# SÉRIE DE TÂCHES
a. Recopiez, s'il vous plaît, le passage du texte sur l'industrie française qui s'ouvre sur les mots « Les importations françaises » et s'achève sur « et gaz françaises4. ».
b. Énumérez toutes les sources d'énergie importées que cite le texte sur l'industrie française.
c. Répondez aux questions suivantes d'après le texte sur l'industrie française.
(i) En 2018, quelle part des émissions de CO2 de la France les importations représentaient-elles ?
(ii) À combien s'élevait le solde déficitaire de la balance commerciale française en 2019 ?

----- PAGE -----

Les importations françaises sont un poids pour l'empreinte carbone. En 2018, elles représentaient 57% des émissions de CO2 de la France.

Retour sur les principales causes du déclin de l’industrie française

Le solde de la balance commerciale française est déficitaire depuis le début des années 2000 (depuis 1950 si l’on exclut la décennie 1990), ce qui signifie que la France importe davantage qu’elle n’exporte, et l’inversion de cette tendance n’est pas encore à l’ordre du jour3. En ordre de grandeur, le solde déficitaire en 2019 était de 59 milliards d’euros, soit le même coût que la totalité des importations de pétrole, charbon et gaz françaises4.

----- ENTRÉES DE DONNÉES -----

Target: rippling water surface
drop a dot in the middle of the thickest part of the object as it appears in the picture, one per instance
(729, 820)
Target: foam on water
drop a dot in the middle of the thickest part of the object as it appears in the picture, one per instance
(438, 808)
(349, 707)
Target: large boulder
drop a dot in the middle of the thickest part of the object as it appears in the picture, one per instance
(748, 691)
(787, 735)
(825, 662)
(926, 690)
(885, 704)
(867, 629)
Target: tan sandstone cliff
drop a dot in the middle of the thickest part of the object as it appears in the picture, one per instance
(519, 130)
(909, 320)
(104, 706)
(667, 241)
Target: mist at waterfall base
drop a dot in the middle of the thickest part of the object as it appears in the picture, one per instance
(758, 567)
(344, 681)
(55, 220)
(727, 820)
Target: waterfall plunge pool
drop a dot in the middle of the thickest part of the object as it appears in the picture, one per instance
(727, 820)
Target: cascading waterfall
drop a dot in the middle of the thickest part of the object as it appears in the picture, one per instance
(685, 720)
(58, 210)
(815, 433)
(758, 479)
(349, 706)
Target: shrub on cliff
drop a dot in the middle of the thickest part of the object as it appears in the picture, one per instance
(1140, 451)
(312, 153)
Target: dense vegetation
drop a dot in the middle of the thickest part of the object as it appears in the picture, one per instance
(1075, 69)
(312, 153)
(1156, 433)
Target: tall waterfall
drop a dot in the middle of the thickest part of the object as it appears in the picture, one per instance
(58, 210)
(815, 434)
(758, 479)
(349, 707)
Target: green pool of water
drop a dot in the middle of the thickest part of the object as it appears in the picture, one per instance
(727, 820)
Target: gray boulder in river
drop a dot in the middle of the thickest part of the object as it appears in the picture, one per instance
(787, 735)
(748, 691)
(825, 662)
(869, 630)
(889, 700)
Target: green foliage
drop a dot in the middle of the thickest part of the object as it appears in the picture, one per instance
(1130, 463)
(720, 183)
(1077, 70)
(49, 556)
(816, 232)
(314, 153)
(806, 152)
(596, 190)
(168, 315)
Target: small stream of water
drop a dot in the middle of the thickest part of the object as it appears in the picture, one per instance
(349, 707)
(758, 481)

-----

# RÉPONSES COMPLÈTES
a.
Les importations françaises sont un poids pour l'empreinte carbone. En 2018, elles représentaient 57% des émissions de CO2 de la France.

Retour sur les principales causes du déclin de l’industrie française

Le solde de la balance commerciale française est déficitaire depuis le début des années 2000 (depuis 1950 si l’on exclut la décennie 1990), ce qui signifie que la France importe davantage qu’elle n’exporte, et l’inversion de cette tendance n’est pas encore à l’ordre du jour3. En ordre de grandeur, le solde déficitaire en 2019 était de 59 milliards d’euros, soit le même coût que la totalité des importations de pétrole, charbon et gaz françaises4.

b. pétrole, charbon, gaz

c.
(i) 57 %
(ii) 59 milliards d'euros